> **Document extract**
▽

Bottom line: They want to MODEL actual temperature measurements. What’s wrong with this idea–anybody, no need to raise your hand; hint: notice the capital letters in the preceding sentence. This is nothing but an admission that the measurements themselves are inadequate to the point of uselessness. (And Bayesian probability? That’s an uncertain modelling already. In order for Bayesian statistics to prove itself, in any application, it has to reduce to a basic, ordinary probability description, and of course that means it is essentially irrelevant from the very start. It’s merely an attempt to pull oneself up by one’s own bootstraps, when one really doesn’t know enough to make intelligent statistical judgments.)
But even more fundamentally: You cannot reach consensus with criminals. You HAVE to clean house before you can make any REAL progress. But the lukewarmers have so far determinedly ignored this basic reality, to try to curry favor with the criminal system. You are aiding and abetting deluded academics and an insane and tyrannical political agenda, an unprecedented subornation of all of our institutions, and a sullying of the name of science that will take generations to remove (if our civilization lasts that long). And every time you do so, shamelessly and cluelessly, you only convince yourselves further, sink ever deeper, in your false point of view.

pat
February 19, 2014 3:45 pm

16 versions of DENIERS in a single post from Revkin! is that a record per-word count?

△

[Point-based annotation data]
▽

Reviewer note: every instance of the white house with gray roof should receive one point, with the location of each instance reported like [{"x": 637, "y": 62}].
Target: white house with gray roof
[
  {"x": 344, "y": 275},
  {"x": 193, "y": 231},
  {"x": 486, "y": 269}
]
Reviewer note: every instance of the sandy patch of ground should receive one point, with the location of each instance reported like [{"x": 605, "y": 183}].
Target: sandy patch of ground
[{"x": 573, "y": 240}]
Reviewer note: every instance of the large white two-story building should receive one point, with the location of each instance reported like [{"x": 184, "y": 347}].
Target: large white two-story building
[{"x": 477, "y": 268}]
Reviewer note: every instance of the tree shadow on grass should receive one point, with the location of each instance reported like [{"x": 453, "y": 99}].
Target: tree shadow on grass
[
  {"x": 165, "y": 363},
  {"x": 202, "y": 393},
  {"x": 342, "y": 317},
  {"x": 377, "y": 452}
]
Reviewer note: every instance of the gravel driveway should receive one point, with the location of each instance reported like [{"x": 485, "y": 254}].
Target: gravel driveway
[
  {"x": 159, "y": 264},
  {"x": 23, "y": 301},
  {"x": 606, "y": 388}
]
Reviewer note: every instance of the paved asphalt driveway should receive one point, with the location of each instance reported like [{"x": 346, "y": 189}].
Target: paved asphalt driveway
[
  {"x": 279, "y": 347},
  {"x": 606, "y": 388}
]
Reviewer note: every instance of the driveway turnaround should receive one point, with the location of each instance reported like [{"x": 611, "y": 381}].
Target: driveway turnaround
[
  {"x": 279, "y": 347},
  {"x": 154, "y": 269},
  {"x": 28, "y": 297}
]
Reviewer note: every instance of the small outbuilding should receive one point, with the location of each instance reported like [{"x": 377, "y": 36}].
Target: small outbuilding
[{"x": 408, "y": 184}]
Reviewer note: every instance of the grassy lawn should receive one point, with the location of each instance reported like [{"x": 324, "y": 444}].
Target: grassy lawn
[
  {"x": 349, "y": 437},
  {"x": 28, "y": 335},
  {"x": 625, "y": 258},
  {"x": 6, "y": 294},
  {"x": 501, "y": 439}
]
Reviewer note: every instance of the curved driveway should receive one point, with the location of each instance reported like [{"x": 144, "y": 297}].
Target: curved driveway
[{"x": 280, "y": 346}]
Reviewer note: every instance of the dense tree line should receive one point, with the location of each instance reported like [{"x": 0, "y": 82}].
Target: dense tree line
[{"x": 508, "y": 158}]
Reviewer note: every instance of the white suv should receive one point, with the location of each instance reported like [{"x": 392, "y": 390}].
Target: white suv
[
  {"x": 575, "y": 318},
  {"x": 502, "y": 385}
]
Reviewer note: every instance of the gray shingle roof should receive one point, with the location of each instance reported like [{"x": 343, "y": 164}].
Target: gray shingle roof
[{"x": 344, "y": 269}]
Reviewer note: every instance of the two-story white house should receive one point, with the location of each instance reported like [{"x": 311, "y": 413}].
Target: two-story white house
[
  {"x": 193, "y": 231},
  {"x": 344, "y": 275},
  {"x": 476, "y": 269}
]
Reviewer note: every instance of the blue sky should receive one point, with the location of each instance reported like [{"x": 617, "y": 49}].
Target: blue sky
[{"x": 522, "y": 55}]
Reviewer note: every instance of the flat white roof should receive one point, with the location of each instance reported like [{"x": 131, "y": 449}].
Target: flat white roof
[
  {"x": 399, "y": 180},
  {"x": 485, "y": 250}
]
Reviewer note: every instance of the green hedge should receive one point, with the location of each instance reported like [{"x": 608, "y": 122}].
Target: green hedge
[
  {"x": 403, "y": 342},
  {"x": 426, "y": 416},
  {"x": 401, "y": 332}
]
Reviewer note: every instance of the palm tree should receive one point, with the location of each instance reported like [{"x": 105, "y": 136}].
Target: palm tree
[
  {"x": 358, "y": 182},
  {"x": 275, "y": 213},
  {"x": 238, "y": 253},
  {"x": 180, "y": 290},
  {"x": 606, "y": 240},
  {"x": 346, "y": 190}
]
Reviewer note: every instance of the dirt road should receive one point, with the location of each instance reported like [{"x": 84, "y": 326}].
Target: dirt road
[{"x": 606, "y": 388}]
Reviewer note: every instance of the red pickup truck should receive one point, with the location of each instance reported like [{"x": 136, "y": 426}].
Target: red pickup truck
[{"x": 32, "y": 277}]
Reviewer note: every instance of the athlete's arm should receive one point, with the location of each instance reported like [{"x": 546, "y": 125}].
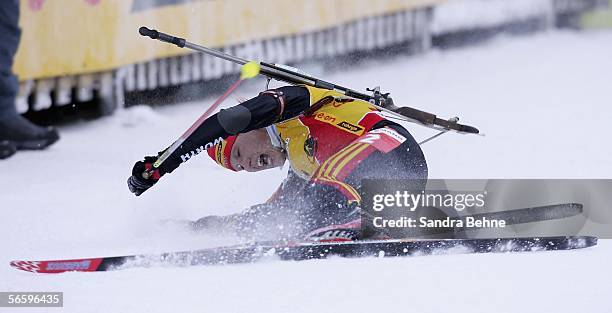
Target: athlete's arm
[{"x": 269, "y": 107}]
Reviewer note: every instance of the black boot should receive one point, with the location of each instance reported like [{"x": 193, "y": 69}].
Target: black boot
[
  {"x": 26, "y": 136},
  {"x": 6, "y": 149}
]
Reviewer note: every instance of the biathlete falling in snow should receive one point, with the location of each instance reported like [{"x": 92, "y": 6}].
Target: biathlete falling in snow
[{"x": 331, "y": 142}]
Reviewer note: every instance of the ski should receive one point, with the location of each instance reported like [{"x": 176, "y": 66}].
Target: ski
[
  {"x": 298, "y": 251},
  {"x": 511, "y": 217}
]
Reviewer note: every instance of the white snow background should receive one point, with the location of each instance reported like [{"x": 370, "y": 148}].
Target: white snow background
[{"x": 543, "y": 101}]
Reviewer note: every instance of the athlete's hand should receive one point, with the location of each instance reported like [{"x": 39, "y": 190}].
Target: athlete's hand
[{"x": 142, "y": 177}]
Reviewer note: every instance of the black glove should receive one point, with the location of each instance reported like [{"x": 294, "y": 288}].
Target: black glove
[{"x": 140, "y": 181}]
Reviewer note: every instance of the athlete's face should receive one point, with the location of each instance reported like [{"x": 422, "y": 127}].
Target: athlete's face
[{"x": 254, "y": 152}]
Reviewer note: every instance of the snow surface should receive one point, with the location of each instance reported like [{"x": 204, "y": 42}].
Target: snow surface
[{"x": 543, "y": 102}]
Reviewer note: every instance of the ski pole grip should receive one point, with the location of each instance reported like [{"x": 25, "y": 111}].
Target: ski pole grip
[{"x": 154, "y": 34}]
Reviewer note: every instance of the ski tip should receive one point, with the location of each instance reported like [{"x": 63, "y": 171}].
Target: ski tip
[{"x": 28, "y": 266}]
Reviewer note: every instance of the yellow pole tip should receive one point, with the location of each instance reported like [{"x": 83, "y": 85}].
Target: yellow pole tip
[{"x": 249, "y": 70}]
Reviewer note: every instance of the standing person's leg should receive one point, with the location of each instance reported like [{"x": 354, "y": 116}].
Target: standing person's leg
[{"x": 15, "y": 131}]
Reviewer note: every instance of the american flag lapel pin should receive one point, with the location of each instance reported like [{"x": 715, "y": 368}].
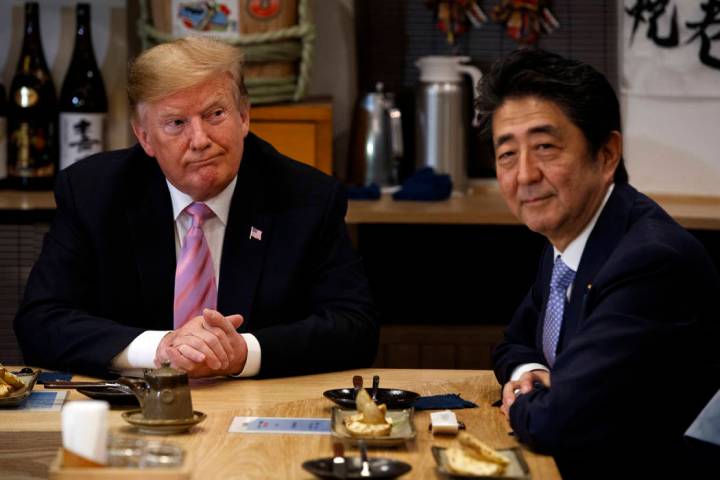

△

> **Exercise instructions**
Copy everything in the comment on temperature modeling above, from "Bottom line: They" down to "intelligent statistical judgments.)".

> **Task solution**
Bottom line: They want to MODEL actual temperature measurements. What’s wrong with this idea–anybody, no need to raise your hand; hint: notice the capital letters in the preceding sentence. This is nothing but an admission that the measurements themselves are inadequate to the point of uselessness. (And Bayesian probability? That’s an uncertain modelling already. In order for Bayesian statistics to prove itself, in any application, it has to reduce to a basic, ordinary probability description, and of course that means it is essentially irrelevant from the very start. It’s merely an attempt to pull oneself up by one’s own bootstraps, when one really doesn’t know enough to make intelligent statistical judgments.)